_DIRECTIONS:_ In the copy you make, include no pictures, and transcribe every record exactly.

--- SUPPLIED ENTRIES Enclosed Below ---

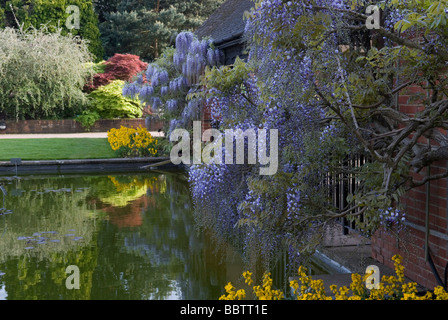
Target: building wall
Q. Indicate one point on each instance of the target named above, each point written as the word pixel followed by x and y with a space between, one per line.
pixel 410 243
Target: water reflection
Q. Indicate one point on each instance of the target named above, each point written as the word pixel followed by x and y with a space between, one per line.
pixel 132 237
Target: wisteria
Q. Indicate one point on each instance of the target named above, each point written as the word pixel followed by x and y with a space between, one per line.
pixel 305 77
pixel 165 84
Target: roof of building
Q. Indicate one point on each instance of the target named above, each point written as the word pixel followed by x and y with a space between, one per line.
pixel 227 22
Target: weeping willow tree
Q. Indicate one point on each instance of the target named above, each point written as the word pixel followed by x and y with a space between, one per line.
pixel 42 74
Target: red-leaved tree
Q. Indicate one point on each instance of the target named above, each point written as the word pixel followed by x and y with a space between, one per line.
pixel 119 67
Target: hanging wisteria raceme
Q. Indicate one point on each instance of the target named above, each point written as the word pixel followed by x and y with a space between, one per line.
pixel 167 82
pixel 278 93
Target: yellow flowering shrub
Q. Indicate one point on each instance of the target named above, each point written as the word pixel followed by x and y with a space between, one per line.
pixel 306 288
pixel 132 142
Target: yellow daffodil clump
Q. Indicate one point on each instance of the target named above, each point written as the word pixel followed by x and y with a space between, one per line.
pixel 132 142
pixel 305 288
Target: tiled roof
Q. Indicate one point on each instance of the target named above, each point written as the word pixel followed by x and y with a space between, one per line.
pixel 226 22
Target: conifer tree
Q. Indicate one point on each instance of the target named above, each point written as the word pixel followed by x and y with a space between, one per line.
pixel 145 27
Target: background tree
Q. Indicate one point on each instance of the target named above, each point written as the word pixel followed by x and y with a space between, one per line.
pixel 146 27
pixel 45 82
pixel 53 13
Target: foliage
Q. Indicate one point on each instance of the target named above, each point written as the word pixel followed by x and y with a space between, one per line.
pixel 131 142
pixel 52 14
pixel 328 85
pixel 306 288
pixel 147 27
pixel 168 84
pixel 109 102
pixel 88 119
pixel 119 67
pixel 45 82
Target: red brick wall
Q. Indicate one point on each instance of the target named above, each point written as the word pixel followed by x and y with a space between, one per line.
pixel 72 126
pixel 410 243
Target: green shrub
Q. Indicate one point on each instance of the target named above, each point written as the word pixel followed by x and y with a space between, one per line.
pixel 88 119
pixel 109 103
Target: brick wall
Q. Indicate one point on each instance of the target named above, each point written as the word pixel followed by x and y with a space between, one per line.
pixel 72 126
pixel 411 242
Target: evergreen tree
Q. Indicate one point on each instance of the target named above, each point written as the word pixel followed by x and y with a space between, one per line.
pixel 145 27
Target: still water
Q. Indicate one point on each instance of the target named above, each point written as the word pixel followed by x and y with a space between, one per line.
pixel 132 236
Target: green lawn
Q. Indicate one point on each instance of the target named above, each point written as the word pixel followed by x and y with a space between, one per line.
pixel 55 149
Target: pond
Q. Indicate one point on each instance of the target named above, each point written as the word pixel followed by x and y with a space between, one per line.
pixel 131 236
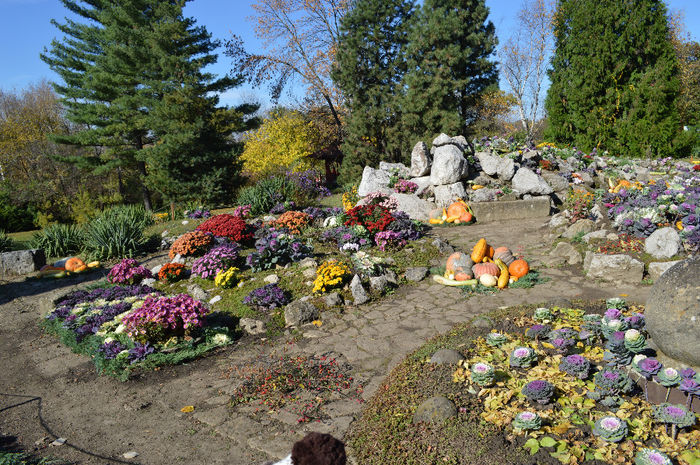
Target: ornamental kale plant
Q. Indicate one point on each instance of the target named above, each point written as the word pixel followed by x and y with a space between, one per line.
pixel 267 297
pixel 539 391
pixel 575 365
pixel 128 271
pixel 276 248
pixel 610 429
pixel 160 318
pixel 215 261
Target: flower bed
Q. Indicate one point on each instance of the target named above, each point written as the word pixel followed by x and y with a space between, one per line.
pixel 568 407
pixel 126 328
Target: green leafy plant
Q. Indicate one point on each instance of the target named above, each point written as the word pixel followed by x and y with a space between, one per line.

--- End of Enclosed SUPPLIED ENTRIES ---

_FINAL ANSWER:_
Target: building wall
Q. Indicate one point on each instance of the target named above, each point written as the word pixel followed by x and y with a space between, one per line.
pixel 410 243
Target: water reflection
Q. Indicate one point on each instance of the target named above, each point written as the word pixel followed by x and y with a space between, one per line.
pixel 132 237
Target: wisteria
Q. Indicate one point on each instance of the target named above, each point written as the word pixel followed by x and y with a space between, one per line.
pixel 305 77
pixel 165 84
Target: roof of building
Q. Indicate one point on each instance of the target named above, each point written as the word pixel followed by x and y with a space between, one per line.
pixel 227 22
Target: weeping willow tree
Q. Indicate one point on each instance of the target named above, each point written as the word pixel followed by x and y with a space between, one per line.
pixel 42 74
Target: red-leaved tree
Q. Indicate one point on each instance of the target named above, each point written as the word pixel followed by x and y with a space between, one per line.
pixel 119 67
Target: hanging wisteria raceme
Q. Indicate one point on each instance of the target named above, each point written as the word pixel followed by x and y with a space between, one per line.
pixel 167 82
pixel 278 93
Target: yellow flowering shrub
Q. Indicate one point on each instance of the target named above, each point written as the word pixel followed by x and y with a space between, one per line.
pixel 306 288
pixel 132 142
Target: yellow daffodil clump
Q. Indicate one point on each instance of the target named above, each point written as the word pixel followed by x and y with a space between, one per line.
pixel 132 142
pixel 305 288
Target: tiled roof
Q. Indicate one point on each instance of the target named above, each point written as the word pixel followed by x and y with a space between, one per line.
pixel 226 22
Target: conifer tree
Q. Indicate one point on each instance of the target named above, each point written as the word pixel followed by x and y with a space between, one per line.
pixel 145 27
Target: background tree
Q. Indicate one point on each instance of the target named above, each point written as the word pixel followed by x and y with a space between, one per line.
pixel 146 27
pixel 45 82
pixel 53 13
Target: foliage
Q. Indicate one point on each instance of the target named above, each point written as the word pixel followed by x and y with a space between, one per line.
pixel 131 142
pixel 52 14
pixel 328 85
pixel 306 288
pixel 147 27
pixel 168 84
pixel 109 102
pixel 88 119
pixel 119 67
pixel 45 82
Target: red brick wall
Q. Indicate one point on each instance of the target named above, each point written as the word pixel followed by x and y with a space between, one per line.
pixel 72 126
pixel 410 243
Target: green shrub
Q. Indicate one point on each instance of the target named above, each point written as the word pixel followed by x and y with a space between, one per line.
pixel 88 119
pixel 109 103
Target: brick wall
Q. Indicate one point on each instance of the target named above, each point written as the word pixel followed by x and y with a space between, one per line.
pixel 72 126
pixel 411 242
Target: evergreen tree
Q. Indicate one point on each instance of the target named above, each point written as the word pixel followed by x and y with a space between, one per line.
pixel 145 27
Target: still water
Q. Indicate one point on each instance of the target named above, each point written as the word pixel followed by x and y with a space between, one per line.
pixel 132 236
Target: green lawn
Q. Indicate one point on each instance of the target named above, each point written as the word pixel followed by x and y with a space between, one per line.
pixel 55 149
Target: pond
Q. Indicate one point on each instance of the target named above, each point written as the word pixel followed by x and y with a space between, one per line.
pixel 131 236
Target: ornamental kale plant
Q. Indicate one point on each instance of the target named above, each point written as the word pixel followed by x and y with a space between, one per line.
pixel 267 297
pixel 539 391
pixel 575 365
pixel 128 271
pixel 276 248
pixel 610 429
pixel 160 318
pixel 215 261
Target: flower bed
Q. Indicate one point on each instance of the target named above, each point written as the word pixel followed by x and y with a space between, one per line.
pixel 568 407
pixel 126 328
Target: green leafy plant
Q. Indicate one point on each instance of the target named above, each point written as the word pixel followed by x and y with a space between, one per line.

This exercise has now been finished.